**AIM OF THE EXERCISE**
Copy each line of the material below that includes the string "rule".

**DATASET**
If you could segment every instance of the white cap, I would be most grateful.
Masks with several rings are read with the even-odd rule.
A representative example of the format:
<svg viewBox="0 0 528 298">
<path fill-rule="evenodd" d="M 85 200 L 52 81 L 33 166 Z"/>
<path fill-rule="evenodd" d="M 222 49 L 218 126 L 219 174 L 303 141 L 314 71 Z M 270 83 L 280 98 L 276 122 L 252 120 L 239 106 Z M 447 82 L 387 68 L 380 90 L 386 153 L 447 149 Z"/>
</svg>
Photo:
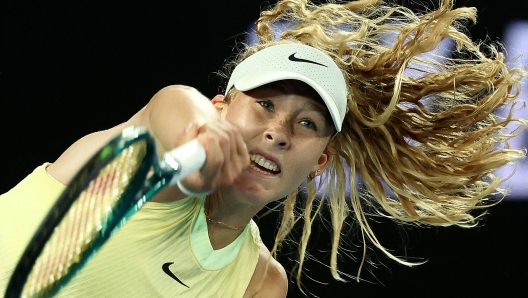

**ANSWER AREA**
Masks with several rings are read with the even-odd rule.
<path fill-rule="evenodd" d="M 85 200 L 52 81 L 33 166 Z"/>
<path fill-rule="evenodd" d="M 222 49 L 218 126 L 219 174 L 303 141 L 314 71 Z M 270 83 L 280 98 L 276 122 L 252 120 L 239 106 Z M 447 82 L 387 68 L 380 90 L 386 153 L 447 149 Z"/>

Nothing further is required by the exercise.